Written request A:
Gather every line of the records below that contains the word "shoreline".

Extract to read:
== == ==
W3C home > Mailing lists > Public > public-html-bugzilla@w3.org > August 2009

[Bug 7062] replace terms "CDATA element" and "RCDATA element" with... something better

From: <bugzilla@wiggum.w3.org>
Date: Fri, 21 Aug 2009 01:46:43 +0000
To: public-html-bugzilla@w3.org
Message-Id: <E1MeJDH-0004E3-DC@wiggum.w3.org>
http://www.w3.org/Bugs/Public/show_bug.cgi?id=7062


Michael(tm) Smith <mike@w3.org> changed:

           What    |Removed                     |Added
----------------------------------------------------------------------------
             Status|RESOLVED                    |REOPENED
         Resolution|NEEDSINFO                   |




--- Comment #6 from Michael(tm) Smith <mike@w3.org>  2009-08-21 01:46:42 ---
(In reply to comment #5)
> RCDATA stands for "replaceable character data", so "replaceable text" seems
> like a better term for it, along with a note saying it means text that can have
> character references.

Calling it any kind of "text" at all, and thus needing to add a note to say
that it's text that can contain character references, is the reason I suggested
"replaceable character data" initially.

What the spec currently defines as "text" cannot contain character references.
Also, what it defines "text" has two possible forms:

   - "raw" text that is allowed to contain unparsed markup characters
   - "non-raw" text that is not allowed to contain unparsed markup characters

...where "unparsed markup characters" essentially means the character "<" and
the strings "<!--" and "-->".

So there are three ways in which the text/html syntax allows those two forms of
text to be combined with character references:

  1. non-raw text that can be combined with character references
  2. raw text that can be combined with character references (RCDATA)
== == ==
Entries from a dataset
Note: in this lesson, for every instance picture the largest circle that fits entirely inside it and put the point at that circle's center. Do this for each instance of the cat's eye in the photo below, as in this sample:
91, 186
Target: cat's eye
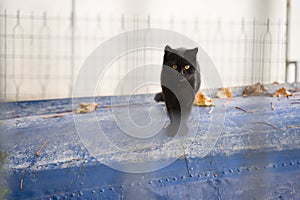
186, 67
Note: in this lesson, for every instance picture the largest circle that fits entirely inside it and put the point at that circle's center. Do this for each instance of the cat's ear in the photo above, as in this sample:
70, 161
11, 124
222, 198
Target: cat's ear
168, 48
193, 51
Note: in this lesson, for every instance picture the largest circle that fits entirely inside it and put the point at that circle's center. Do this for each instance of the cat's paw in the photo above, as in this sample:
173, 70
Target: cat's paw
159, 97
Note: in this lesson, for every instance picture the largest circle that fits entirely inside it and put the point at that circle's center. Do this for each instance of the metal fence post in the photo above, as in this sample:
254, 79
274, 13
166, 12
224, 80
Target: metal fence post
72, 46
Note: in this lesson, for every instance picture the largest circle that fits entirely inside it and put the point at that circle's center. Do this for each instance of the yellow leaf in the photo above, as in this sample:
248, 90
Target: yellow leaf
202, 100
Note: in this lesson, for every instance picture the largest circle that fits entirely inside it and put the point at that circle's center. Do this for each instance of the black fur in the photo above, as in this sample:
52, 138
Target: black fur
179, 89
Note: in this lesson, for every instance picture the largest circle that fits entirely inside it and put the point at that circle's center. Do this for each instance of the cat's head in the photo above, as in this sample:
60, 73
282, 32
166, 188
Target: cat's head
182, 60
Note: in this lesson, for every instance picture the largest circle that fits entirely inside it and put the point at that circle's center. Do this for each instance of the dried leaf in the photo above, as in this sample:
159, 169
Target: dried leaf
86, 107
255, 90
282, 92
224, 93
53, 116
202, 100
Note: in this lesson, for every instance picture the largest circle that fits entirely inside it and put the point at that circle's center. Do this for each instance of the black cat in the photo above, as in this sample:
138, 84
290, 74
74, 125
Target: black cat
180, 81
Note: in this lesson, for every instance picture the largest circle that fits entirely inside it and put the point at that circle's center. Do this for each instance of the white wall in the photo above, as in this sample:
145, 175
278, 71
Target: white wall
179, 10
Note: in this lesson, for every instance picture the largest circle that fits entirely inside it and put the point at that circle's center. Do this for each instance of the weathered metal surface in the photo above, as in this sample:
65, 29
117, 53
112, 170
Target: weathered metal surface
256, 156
== == ==
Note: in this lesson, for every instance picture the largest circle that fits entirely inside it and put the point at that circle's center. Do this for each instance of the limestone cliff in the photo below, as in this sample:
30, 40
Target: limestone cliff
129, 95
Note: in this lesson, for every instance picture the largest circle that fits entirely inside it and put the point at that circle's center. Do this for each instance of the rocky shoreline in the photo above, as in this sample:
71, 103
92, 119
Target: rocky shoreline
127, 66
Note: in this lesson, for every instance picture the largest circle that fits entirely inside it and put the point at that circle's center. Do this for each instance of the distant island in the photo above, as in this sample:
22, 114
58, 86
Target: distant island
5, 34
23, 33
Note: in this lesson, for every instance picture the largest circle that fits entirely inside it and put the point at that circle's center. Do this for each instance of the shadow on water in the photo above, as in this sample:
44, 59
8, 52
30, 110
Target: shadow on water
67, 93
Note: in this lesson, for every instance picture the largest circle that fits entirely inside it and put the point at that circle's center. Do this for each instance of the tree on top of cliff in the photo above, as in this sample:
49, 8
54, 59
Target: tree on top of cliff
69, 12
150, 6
== == ==
Written request B:
Render this sentence from the bug discussion above in French: "What the spec currently defines as 'text' cannot contain character references."

Full answer A:
Note: in this lesson, for every instance picture the largest circle that fits entirely inside it and put the point at that circle's center. Do this for each instance of the rocky shoreline in the photo above, as in this sample:
Target: rocky shoreline

Full answer B:
Ce que la spécification définit actuellement comme « texte » ne peut pas contenir de références de caractères.